- SET TASK -
Pick out every line below that contains the string "green", matching case exactly, and copy each one.

Photo labels with bounding boxes:
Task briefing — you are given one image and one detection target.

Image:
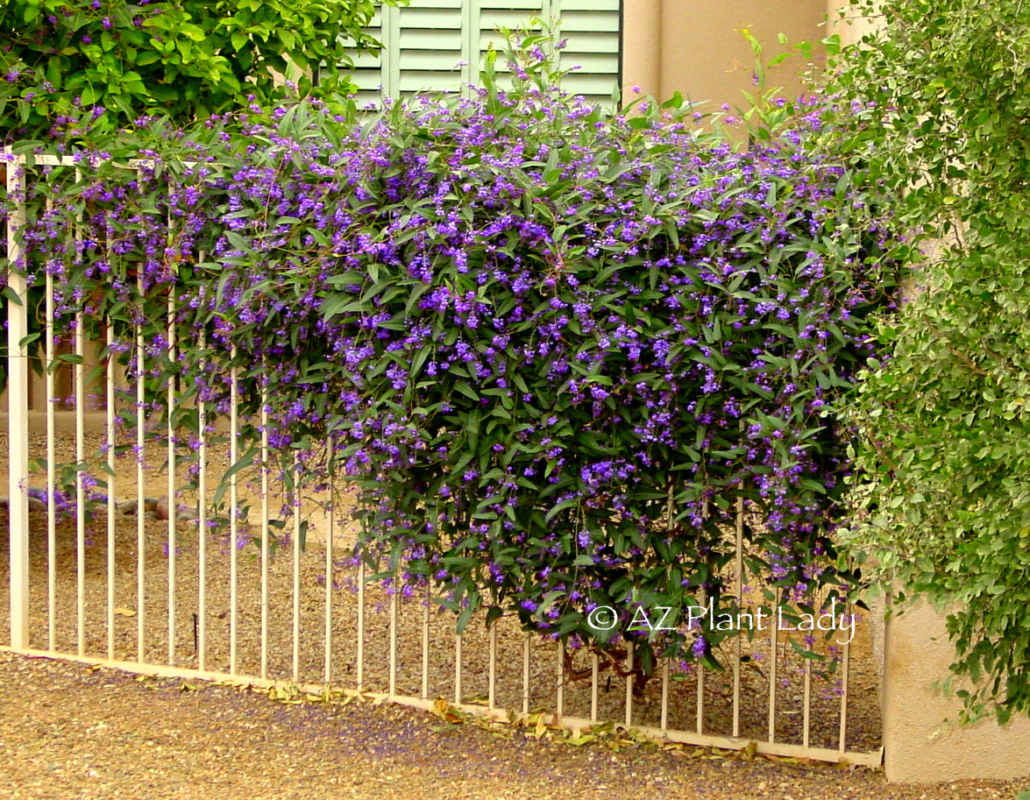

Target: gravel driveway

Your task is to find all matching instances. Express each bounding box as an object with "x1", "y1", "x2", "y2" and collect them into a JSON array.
[{"x1": 0, "y1": 651, "x2": 1027, "y2": 800}]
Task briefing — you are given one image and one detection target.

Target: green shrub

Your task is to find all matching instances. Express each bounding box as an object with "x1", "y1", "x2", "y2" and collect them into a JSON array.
[{"x1": 0, "y1": 0, "x2": 387, "y2": 140}]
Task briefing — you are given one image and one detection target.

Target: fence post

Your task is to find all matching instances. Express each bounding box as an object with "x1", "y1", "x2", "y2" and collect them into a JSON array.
[{"x1": 5, "y1": 148, "x2": 29, "y2": 650}]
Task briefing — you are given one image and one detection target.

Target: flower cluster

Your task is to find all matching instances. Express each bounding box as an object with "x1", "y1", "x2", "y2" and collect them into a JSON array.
[{"x1": 0, "y1": 39, "x2": 895, "y2": 675}]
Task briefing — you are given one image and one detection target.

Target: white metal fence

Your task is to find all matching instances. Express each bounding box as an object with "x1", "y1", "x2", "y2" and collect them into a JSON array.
[{"x1": 0, "y1": 150, "x2": 882, "y2": 766}]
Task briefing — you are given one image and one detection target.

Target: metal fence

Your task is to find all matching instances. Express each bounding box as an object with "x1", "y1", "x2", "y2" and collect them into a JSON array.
[{"x1": 0, "y1": 150, "x2": 882, "y2": 766}]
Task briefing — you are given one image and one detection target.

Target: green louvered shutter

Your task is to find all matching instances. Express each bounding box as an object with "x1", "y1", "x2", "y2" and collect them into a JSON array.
[{"x1": 348, "y1": 0, "x2": 620, "y2": 106}]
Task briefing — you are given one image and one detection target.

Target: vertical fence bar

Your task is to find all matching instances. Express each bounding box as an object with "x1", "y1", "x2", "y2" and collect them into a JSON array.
[
  {"x1": 357, "y1": 559, "x2": 365, "y2": 692},
  {"x1": 261, "y1": 388, "x2": 269, "y2": 679},
  {"x1": 454, "y1": 633, "x2": 461, "y2": 703},
  {"x1": 6, "y1": 150, "x2": 29, "y2": 650},
  {"x1": 389, "y1": 585, "x2": 398, "y2": 697},
  {"x1": 136, "y1": 269, "x2": 146, "y2": 664},
  {"x1": 801, "y1": 642, "x2": 812, "y2": 749},
  {"x1": 590, "y1": 653, "x2": 600, "y2": 722},
  {"x1": 661, "y1": 658, "x2": 668, "y2": 733},
  {"x1": 695, "y1": 497, "x2": 708, "y2": 734},
  {"x1": 46, "y1": 270, "x2": 56, "y2": 658},
  {"x1": 522, "y1": 633, "x2": 529, "y2": 714},
  {"x1": 421, "y1": 583, "x2": 433, "y2": 700},
  {"x1": 486, "y1": 620, "x2": 497, "y2": 711},
  {"x1": 105, "y1": 320, "x2": 117, "y2": 659},
  {"x1": 196, "y1": 332, "x2": 207, "y2": 677},
  {"x1": 837, "y1": 605, "x2": 853, "y2": 753},
  {"x1": 74, "y1": 311, "x2": 85, "y2": 656},
  {"x1": 166, "y1": 284, "x2": 178, "y2": 666},
  {"x1": 555, "y1": 641, "x2": 565, "y2": 720},
  {"x1": 733, "y1": 492, "x2": 744, "y2": 738},
  {"x1": 626, "y1": 641, "x2": 634, "y2": 728},
  {"x1": 768, "y1": 589, "x2": 780, "y2": 744},
  {"x1": 229, "y1": 356, "x2": 237, "y2": 683},
  {"x1": 294, "y1": 454, "x2": 301, "y2": 682},
  {"x1": 323, "y1": 477, "x2": 335, "y2": 686}
]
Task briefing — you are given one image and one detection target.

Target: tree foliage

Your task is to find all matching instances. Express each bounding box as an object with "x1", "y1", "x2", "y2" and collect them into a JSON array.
[
  {"x1": 0, "y1": 0, "x2": 387, "y2": 139},
  {"x1": 832, "y1": 0, "x2": 1030, "y2": 719}
]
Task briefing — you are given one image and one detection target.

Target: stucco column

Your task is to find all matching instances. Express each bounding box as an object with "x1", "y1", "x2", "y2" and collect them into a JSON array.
[
  {"x1": 883, "y1": 601, "x2": 1030, "y2": 784},
  {"x1": 622, "y1": 0, "x2": 664, "y2": 104}
]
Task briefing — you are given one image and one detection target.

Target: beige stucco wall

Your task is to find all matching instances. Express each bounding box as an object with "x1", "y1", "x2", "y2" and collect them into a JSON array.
[
  {"x1": 622, "y1": 0, "x2": 832, "y2": 110},
  {"x1": 883, "y1": 603, "x2": 1030, "y2": 784}
]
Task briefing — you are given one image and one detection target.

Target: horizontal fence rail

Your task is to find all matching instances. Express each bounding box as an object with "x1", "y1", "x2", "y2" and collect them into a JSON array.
[{"x1": 0, "y1": 154, "x2": 882, "y2": 766}]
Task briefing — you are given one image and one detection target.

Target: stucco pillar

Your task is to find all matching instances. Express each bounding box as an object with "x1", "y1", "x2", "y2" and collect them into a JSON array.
[
  {"x1": 883, "y1": 601, "x2": 1030, "y2": 784},
  {"x1": 655, "y1": 0, "x2": 826, "y2": 111},
  {"x1": 622, "y1": 0, "x2": 663, "y2": 105}
]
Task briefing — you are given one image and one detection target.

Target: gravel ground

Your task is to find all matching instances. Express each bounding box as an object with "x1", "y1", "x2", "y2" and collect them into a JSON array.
[{"x1": 0, "y1": 651, "x2": 1026, "y2": 800}]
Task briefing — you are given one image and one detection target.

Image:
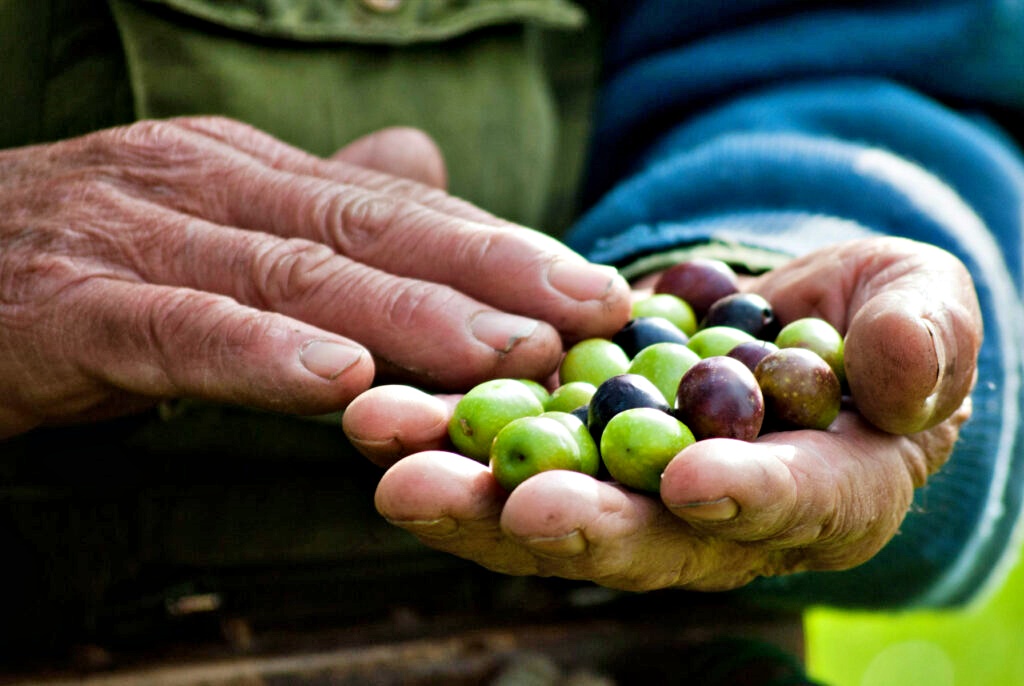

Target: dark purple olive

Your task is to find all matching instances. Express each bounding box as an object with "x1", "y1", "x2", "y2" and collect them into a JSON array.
[
  {"x1": 700, "y1": 293, "x2": 781, "y2": 341},
  {"x1": 611, "y1": 316, "x2": 690, "y2": 359},
  {"x1": 674, "y1": 355, "x2": 765, "y2": 440},
  {"x1": 587, "y1": 374, "x2": 670, "y2": 445},
  {"x1": 654, "y1": 257, "x2": 739, "y2": 321},
  {"x1": 754, "y1": 348, "x2": 842, "y2": 429},
  {"x1": 725, "y1": 341, "x2": 778, "y2": 372}
]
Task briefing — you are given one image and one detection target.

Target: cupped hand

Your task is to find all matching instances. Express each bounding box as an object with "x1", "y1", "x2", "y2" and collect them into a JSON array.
[
  {"x1": 0, "y1": 118, "x2": 630, "y2": 437},
  {"x1": 344, "y1": 239, "x2": 982, "y2": 591}
]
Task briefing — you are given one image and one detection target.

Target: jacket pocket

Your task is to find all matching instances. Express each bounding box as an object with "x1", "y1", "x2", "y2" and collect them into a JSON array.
[{"x1": 110, "y1": 0, "x2": 586, "y2": 224}]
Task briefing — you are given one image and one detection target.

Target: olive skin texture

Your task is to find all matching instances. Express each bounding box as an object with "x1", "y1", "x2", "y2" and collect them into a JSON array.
[
  {"x1": 587, "y1": 374, "x2": 670, "y2": 445},
  {"x1": 611, "y1": 316, "x2": 690, "y2": 359},
  {"x1": 700, "y1": 293, "x2": 781, "y2": 341},
  {"x1": 674, "y1": 355, "x2": 765, "y2": 441}
]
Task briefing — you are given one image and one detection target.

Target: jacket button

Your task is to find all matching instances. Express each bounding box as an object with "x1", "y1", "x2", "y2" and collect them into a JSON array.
[{"x1": 361, "y1": 0, "x2": 403, "y2": 12}]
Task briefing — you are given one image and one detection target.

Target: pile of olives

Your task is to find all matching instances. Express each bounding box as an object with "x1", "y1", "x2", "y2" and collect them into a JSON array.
[{"x1": 449, "y1": 258, "x2": 845, "y2": 491}]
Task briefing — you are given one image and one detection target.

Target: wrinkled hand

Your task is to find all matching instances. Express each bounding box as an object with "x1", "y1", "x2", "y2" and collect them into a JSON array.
[
  {"x1": 0, "y1": 118, "x2": 629, "y2": 437},
  {"x1": 344, "y1": 239, "x2": 982, "y2": 590}
]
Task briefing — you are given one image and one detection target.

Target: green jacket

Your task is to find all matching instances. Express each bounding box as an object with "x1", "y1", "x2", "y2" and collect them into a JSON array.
[
  {"x1": 0, "y1": 0, "x2": 598, "y2": 231},
  {"x1": 0, "y1": 0, "x2": 647, "y2": 661}
]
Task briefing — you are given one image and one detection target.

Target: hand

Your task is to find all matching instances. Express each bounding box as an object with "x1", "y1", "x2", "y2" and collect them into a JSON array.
[
  {"x1": 0, "y1": 119, "x2": 629, "y2": 437},
  {"x1": 344, "y1": 239, "x2": 982, "y2": 591}
]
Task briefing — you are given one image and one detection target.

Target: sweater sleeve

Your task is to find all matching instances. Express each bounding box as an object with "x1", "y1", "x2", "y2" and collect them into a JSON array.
[{"x1": 568, "y1": 2, "x2": 1024, "y2": 608}]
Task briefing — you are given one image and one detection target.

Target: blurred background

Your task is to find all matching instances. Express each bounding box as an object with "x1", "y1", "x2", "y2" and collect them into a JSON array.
[{"x1": 806, "y1": 548, "x2": 1024, "y2": 686}]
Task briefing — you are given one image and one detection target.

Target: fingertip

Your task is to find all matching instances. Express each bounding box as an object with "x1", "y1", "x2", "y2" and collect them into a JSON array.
[
  {"x1": 332, "y1": 126, "x2": 447, "y2": 189},
  {"x1": 341, "y1": 384, "x2": 452, "y2": 467},
  {"x1": 374, "y1": 451, "x2": 505, "y2": 525},
  {"x1": 660, "y1": 438, "x2": 798, "y2": 539}
]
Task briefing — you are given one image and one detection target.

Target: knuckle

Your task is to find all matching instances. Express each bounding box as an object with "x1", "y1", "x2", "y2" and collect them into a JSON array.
[
  {"x1": 323, "y1": 188, "x2": 425, "y2": 259},
  {"x1": 384, "y1": 282, "x2": 458, "y2": 330},
  {"x1": 252, "y1": 237, "x2": 341, "y2": 304},
  {"x1": 138, "y1": 289, "x2": 276, "y2": 388}
]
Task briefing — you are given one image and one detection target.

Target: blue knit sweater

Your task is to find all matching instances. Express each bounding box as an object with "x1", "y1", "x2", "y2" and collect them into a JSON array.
[{"x1": 568, "y1": 0, "x2": 1024, "y2": 607}]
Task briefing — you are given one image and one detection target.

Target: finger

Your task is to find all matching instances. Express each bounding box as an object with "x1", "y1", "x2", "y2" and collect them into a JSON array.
[
  {"x1": 502, "y1": 471, "x2": 767, "y2": 591},
  {"x1": 54, "y1": 277, "x2": 374, "y2": 413},
  {"x1": 374, "y1": 452, "x2": 537, "y2": 574},
  {"x1": 755, "y1": 239, "x2": 982, "y2": 433},
  {"x1": 117, "y1": 120, "x2": 630, "y2": 340},
  {"x1": 177, "y1": 117, "x2": 509, "y2": 225},
  {"x1": 662, "y1": 413, "x2": 925, "y2": 571},
  {"x1": 117, "y1": 202, "x2": 561, "y2": 389},
  {"x1": 331, "y1": 127, "x2": 447, "y2": 190},
  {"x1": 342, "y1": 385, "x2": 452, "y2": 467}
]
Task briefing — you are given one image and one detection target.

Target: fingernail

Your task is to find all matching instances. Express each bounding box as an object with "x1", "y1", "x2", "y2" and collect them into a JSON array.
[
  {"x1": 299, "y1": 340, "x2": 364, "y2": 381},
  {"x1": 672, "y1": 496, "x2": 739, "y2": 521},
  {"x1": 469, "y1": 311, "x2": 538, "y2": 352},
  {"x1": 548, "y1": 260, "x2": 621, "y2": 302},
  {"x1": 388, "y1": 515, "x2": 459, "y2": 538},
  {"x1": 523, "y1": 529, "x2": 587, "y2": 557}
]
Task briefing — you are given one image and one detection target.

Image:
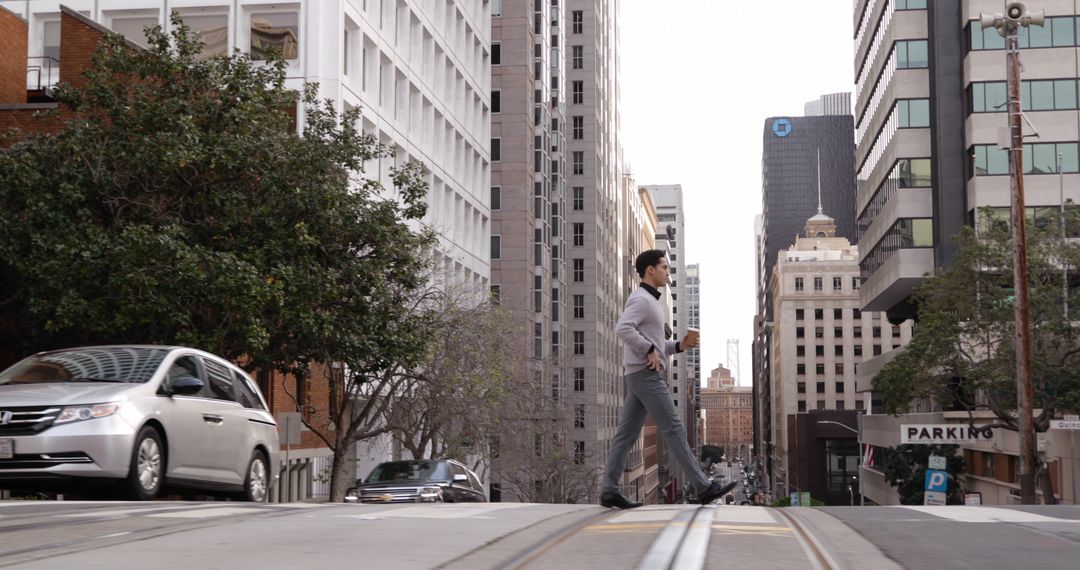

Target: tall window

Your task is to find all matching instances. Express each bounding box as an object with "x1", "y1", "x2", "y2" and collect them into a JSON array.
[
  {"x1": 250, "y1": 12, "x2": 300, "y2": 59},
  {"x1": 895, "y1": 40, "x2": 930, "y2": 69}
]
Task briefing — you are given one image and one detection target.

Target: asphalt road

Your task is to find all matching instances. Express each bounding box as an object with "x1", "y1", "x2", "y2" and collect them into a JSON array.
[{"x1": 0, "y1": 501, "x2": 1080, "y2": 570}]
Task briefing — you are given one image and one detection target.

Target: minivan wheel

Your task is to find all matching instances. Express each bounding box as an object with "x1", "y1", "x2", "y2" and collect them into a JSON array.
[
  {"x1": 242, "y1": 449, "x2": 270, "y2": 503},
  {"x1": 124, "y1": 425, "x2": 165, "y2": 501}
]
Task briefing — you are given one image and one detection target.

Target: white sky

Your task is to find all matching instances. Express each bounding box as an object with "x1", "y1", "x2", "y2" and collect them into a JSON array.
[{"x1": 620, "y1": 0, "x2": 854, "y2": 385}]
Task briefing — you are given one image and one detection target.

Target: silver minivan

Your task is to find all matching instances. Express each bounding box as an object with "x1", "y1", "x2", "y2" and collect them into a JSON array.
[{"x1": 0, "y1": 345, "x2": 279, "y2": 502}]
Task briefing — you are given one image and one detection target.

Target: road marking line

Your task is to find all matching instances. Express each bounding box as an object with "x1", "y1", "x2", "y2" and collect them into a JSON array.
[
  {"x1": 54, "y1": 505, "x2": 191, "y2": 518},
  {"x1": 902, "y1": 505, "x2": 1080, "y2": 524},
  {"x1": 147, "y1": 506, "x2": 265, "y2": 518}
]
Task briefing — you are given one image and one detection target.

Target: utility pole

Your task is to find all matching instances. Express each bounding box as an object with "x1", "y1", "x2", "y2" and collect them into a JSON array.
[{"x1": 980, "y1": 2, "x2": 1044, "y2": 504}]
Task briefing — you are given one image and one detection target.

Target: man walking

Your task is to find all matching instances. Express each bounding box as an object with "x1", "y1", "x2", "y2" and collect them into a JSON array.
[{"x1": 600, "y1": 249, "x2": 735, "y2": 508}]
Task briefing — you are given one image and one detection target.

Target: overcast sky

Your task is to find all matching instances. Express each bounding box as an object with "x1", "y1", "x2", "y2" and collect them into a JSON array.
[{"x1": 620, "y1": 0, "x2": 854, "y2": 385}]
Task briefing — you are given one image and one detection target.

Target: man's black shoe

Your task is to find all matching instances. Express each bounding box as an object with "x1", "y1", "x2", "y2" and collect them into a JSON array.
[
  {"x1": 698, "y1": 481, "x2": 739, "y2": 504},
  {"x1": 600, "y1": 493, "x2": 642, "y2": 508}
]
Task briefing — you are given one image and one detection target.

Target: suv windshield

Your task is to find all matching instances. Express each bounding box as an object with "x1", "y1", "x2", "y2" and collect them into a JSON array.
[
  {"x1": 0, "y1": 347, "x2": 168, "y2": 385},
  {"x1": 365, "y1": 460, "x2": 450, "y2": 483}
]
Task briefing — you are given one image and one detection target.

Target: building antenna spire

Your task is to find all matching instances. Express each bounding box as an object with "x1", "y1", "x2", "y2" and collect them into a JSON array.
[{"x1": 818, "y1": 147, "x2": 822, "y2": 216}]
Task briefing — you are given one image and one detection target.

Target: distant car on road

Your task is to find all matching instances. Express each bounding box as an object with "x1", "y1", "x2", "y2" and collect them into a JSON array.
[
  {"x1": 345, "y1": 459, "x2": 487, "y2": 503},
  {"x1": 0, "y1": 345, "x2": 279, "y2": 502}
]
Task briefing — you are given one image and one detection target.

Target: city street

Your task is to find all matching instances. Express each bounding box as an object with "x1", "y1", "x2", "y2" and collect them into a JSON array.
[{"x1": 0, "y1": 501, "x2": 1080, "y2": 569}]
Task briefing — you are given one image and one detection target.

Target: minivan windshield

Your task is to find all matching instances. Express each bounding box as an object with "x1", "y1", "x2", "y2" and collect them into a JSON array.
[
  {"x1": 0, "y1": 347, "x2": 168, "y2": 385},
  {"x1": 366, "y1": 459, "x2": 450, "y2": 483}
]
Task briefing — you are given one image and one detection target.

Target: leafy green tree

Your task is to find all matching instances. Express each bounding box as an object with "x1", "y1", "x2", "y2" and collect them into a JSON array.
[
  {"x1": 874, "y1": 209, "x2": 1080, "y2": 501},
  {"x1": 0, "y1": 13, "x2": 434, "y2": 494},
  {"x1": 885, "y1": 445, "x2": 964, "y2": 504}
]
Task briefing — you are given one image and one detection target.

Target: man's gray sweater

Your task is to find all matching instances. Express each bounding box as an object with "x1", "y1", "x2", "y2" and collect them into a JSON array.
[{"x1": 615, "y1": 286, "x2": 678, "y2": 375}]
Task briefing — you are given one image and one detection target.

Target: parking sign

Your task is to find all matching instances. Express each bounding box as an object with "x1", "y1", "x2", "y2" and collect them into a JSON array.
[{"x1": 926, "y1": 470, "x2": 948, "y2": 492}]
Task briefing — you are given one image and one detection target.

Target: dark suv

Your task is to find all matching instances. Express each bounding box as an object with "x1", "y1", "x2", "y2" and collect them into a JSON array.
[{"x1": 345, "y1": 459, "x2": 487, "y2": 504}]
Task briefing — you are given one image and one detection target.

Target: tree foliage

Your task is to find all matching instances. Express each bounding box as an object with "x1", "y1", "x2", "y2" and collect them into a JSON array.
[
  {"x1": 874, "y1": 205, "x2": 1080, "y2": 421},
  {"x1": 0, "y1": 19, "x2": 431, "y2": 370},
  {"x1": 874, "y1": 210, "x2": 1080, "y2": 502},
  {"x1": 0, "y1": 16, "x2": 434, "y2": 498}
]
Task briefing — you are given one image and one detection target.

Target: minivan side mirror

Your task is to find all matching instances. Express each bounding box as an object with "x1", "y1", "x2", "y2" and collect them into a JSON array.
[{"x1": 168, "y1": 376, "x2": 203, "y2": 396}]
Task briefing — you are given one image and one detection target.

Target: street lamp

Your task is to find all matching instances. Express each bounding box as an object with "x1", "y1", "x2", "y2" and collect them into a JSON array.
[
  {"x1": 818, "y1": 420, "x2": 866, "y2": 506},
  {"x1": 978, "y1": 2, "x2": 1045, "y2": 504}
]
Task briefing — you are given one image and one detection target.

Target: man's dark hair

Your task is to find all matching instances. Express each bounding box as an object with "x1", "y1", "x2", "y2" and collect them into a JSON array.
[{"x1": 634, "y1": 249, "x2": 667, "y2": 277}]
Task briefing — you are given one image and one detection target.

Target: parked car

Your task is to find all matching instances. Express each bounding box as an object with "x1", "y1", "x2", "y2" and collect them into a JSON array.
[
  {"x1": 345, "y1": 459, "x2": 487, "y2": 503},
  {"x1": 0, "y1": 345, "x2": 279, "y2": 501}
]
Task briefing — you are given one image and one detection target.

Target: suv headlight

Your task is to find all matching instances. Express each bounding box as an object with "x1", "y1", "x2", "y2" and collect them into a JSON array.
[{"x1": 53, "y1": 404, "x2": 120, "y2": 424}]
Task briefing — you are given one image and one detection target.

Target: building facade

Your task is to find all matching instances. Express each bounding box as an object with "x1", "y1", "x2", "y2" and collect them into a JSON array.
[
  {"x1": 701, "y1": 366, "x2": 754, "y2": 458},
  {"x1": 752, "y1": 100, "x2": 855, "y2": 487},
  {"x1": 558, "y1": 0, "x2": 622, "y2": 499},
  {"x1": 802, "y1": 93, "x2": 851, "y2": 117},
  {"x1": 490, "y1": 0, "x2": 583, "y2": 500},
  {"x1": 758, "y1": 211, "x2": 910, "y2": 497}
]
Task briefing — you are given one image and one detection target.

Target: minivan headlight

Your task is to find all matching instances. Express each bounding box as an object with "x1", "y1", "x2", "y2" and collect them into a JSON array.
[{"x1": 53, "y1": 404, "x2": 120, "y2": 424}]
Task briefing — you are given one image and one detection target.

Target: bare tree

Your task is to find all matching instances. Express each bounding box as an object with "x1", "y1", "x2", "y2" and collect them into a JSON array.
[
  {"x1": 492, "y1": 378, "x2": 599, "y2": 503},
  {"x1": 382, "y1": 289, "x2": 517, "y2": 478}
]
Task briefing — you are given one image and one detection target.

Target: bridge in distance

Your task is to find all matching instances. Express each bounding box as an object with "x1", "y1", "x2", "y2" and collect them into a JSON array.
[{"x1": 0, "y1": 501, "x2": 1080, "y2": 570}]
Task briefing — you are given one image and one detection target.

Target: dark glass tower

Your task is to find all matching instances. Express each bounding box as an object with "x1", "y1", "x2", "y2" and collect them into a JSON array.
[{"x1": 759, "y1": 114, "x2": 856, "y2": 304}]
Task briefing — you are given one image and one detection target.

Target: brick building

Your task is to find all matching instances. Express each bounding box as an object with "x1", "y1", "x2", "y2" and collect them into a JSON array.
[{"x1": 701, "y1": 366, "x2": 754, "y2": 458}]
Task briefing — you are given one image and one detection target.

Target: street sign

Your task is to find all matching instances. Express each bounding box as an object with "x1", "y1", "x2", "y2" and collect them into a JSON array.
[
  {"x1": 274, "y1": 411, "x2": 303, "y2": 445},
  {"x1": 1050, "y1": 420, "x2": 1080, "y2": 430},
  {"x1": 900, "y1": 423, "x2": 994, "y2": 444}
]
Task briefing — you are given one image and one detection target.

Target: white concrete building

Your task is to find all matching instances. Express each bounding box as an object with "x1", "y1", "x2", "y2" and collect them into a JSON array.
[
  {"x1": 0, "y1": 0, "x2": 491, "y2": 293},
  {"x1": 759, "y1": 209, "x2": 912, "y2": 497}
]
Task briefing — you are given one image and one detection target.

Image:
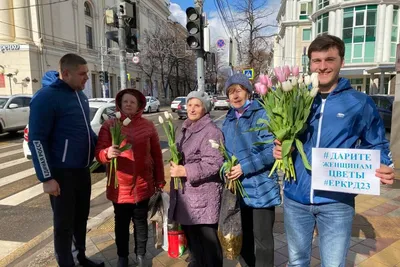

- FINISHED TASK -
Target: green shrub
Target: green louvered shutter
Target: green jacket
Target: leafy green tree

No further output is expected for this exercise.